YOUR TASK => Repeat all the material exactly; pictures stay out of your copy.

DATASET CONTENT =>
┏━━

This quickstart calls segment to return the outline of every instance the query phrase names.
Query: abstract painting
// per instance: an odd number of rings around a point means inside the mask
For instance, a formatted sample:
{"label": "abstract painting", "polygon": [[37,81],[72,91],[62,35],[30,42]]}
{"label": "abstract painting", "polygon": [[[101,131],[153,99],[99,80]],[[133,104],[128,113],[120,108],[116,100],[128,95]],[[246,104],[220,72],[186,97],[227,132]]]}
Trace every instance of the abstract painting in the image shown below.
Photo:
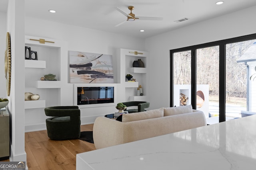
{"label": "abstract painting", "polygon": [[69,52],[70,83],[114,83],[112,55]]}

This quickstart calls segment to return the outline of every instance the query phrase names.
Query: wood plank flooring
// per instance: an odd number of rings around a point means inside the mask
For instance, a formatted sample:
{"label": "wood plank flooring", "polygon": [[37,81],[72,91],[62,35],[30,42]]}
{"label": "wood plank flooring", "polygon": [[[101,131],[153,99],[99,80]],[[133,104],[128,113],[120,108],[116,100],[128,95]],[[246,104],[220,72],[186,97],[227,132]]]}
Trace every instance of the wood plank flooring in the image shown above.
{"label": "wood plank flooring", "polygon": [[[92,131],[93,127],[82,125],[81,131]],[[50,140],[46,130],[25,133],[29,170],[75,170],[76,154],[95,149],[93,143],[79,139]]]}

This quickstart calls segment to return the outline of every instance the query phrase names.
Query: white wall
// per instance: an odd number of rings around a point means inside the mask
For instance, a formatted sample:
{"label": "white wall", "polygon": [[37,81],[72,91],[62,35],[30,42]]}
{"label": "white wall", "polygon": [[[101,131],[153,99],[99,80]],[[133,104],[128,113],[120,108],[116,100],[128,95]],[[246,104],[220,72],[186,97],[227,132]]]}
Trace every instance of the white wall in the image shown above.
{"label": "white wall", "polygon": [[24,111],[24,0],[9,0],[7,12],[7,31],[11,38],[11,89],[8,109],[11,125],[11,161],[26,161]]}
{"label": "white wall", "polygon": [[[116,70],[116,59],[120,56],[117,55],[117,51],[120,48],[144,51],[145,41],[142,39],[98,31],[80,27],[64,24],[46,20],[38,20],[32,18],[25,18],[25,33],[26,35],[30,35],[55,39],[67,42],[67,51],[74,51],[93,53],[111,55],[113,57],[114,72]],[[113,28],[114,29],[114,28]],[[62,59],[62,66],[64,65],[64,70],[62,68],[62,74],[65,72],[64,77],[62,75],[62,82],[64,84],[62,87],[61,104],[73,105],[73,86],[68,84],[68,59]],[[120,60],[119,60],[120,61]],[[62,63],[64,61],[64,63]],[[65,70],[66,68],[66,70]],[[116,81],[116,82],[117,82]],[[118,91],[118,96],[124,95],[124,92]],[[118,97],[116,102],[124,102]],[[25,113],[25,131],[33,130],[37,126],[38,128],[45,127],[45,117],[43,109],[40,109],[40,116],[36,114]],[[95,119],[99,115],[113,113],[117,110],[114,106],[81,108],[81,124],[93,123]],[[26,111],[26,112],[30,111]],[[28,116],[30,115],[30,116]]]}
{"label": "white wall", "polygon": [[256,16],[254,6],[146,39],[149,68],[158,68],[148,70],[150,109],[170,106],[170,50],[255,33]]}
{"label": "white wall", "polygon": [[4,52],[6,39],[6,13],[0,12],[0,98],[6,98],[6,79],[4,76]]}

┗━━

RESPONSE FOR THIS EXERCISE =>
This quickstart calls segment to return the outline of every instance the query phrase names.
Query: abstract painting
// per instance: an odd number of rings around a point means inside the mask
For instance, a formatted sample:
{"label": "abstract painting", "polygon": [[37,81],[72,91],[62,35],[30,42]]}
{"label": "abstract painting", "polygon": [[[101,131],[153,99],[99,80]],[[133,104],[128,113],[120,108],[116,100],[128,95]],[[246,104],[220,72],[186,97],[227,132]]]}
Trace every instance of the abstract painting in the image shown below.
Photo:
{"label": "abstract painting", "polygon": [[69,52],[70,83],[114,83],[112,55]]}

This quickstart calls segment to return the outline of every instance the query phrase names.
Query: wood plank flooring
// per instance: an odd number of rings around a point means inside the mask
For instance, a formatted sample:
{"label": "wood plank flooring", "polygon": [[37,81],[72,91],[62,35],[30,42]]}
{"label": "wood plank flooring", "polygon": [[[101,131],[153,99],[99,80]],[[133,104],[128,113],[120,108],[116,100],[128,95]],[[246,104],[220,72],[186,97],[227,132]]]}
Trace every instance of the wood plank flooring in the image shown above.
{"label": "wood plank flooring", "polygon": [[[92,131],[93,127],[82,125],[81,131]],[[50,140],[46,130],[25,133],[29,170],[75,170],[76,154],[95,149],[93,143],[79,139]]]}

This quickstart calls segment to return the outline of every instance the query phrase names.
Query: white wall
// per instance: an odd number of rings around a point means inside the mask
For instance, a formatted sample:
{"label": "white wall", "polygon": [[37,81],[72,91],[62,35],[30,42]]}
{"label": "white wall", "polygon": [[[101,131],[153,99],[99,80]],[[133,104],[128,113],[120,108],[116,100],[128,95]],[[246,104],[220,72],[186,97],[227,132]]]}
Trace every instance of the white wall in the image shown above.
{"label": "white wall", "polygon": [[24,111],[24,0],[9,0],[7,12],[7,31],[11,38],[11,89],[8,109],[11,125],[11,161],[26,161]]}
{"label": "white wall", "polygon": [[[116,70],[116,59],[120,56],[117,55],[117,51],[120,48],[144,51],[145,41],[142,39],[98,31],[80,27],[64,24],[46,20],[38,20],[32,18],[25,18],[25,33],[26,35],[30,35],[55,39],[67,42],[67,51],[74,51],[93,53],[111,55],[113,57],[114,72]],[[113,28],[114,29],[114,28]],[[62,59],[62,66],[64,65],[64,70],[62,68],[62,74],[65,72],[64,77],[62,75],[62,82],[64,84],[62,87],[61,104],[73,105],[73,86],[68,84],[68,59]],[[120,60],[119,60],[120,61]],[[62,63],[64,61],[64,63]],[[65,70],[66,68],[66,70]],[[116,81],[116,82],[117,82]],[[118,91],[118,96],[124,95],[124,92]],[[118,97],[116,102],[124,102]],[[25,113],[25,131],[33,130],[37,126],[38,128],[45,127],[45,117],[43,109],[40,109],[40,116],[36,114]],[[95,119],[99,115],[113,113],[117,110],[114,106],[81,108],[81,124],[93,123]],[[26,111],[26,112],[30,111]],[[28,116],[30,115],[30,116]]]}
{"label": "white wall", "polygon": [[256,16],[254,6],[146,39],[149,68],[158,68],[148,70],[150,109],[170,106],[170,50],[255,33]]}
{"label": "white wall", "polygon": [[4,52],[6,39],[6,13],[0,12],[0,98],[6,98],[6,79],[4,76]]}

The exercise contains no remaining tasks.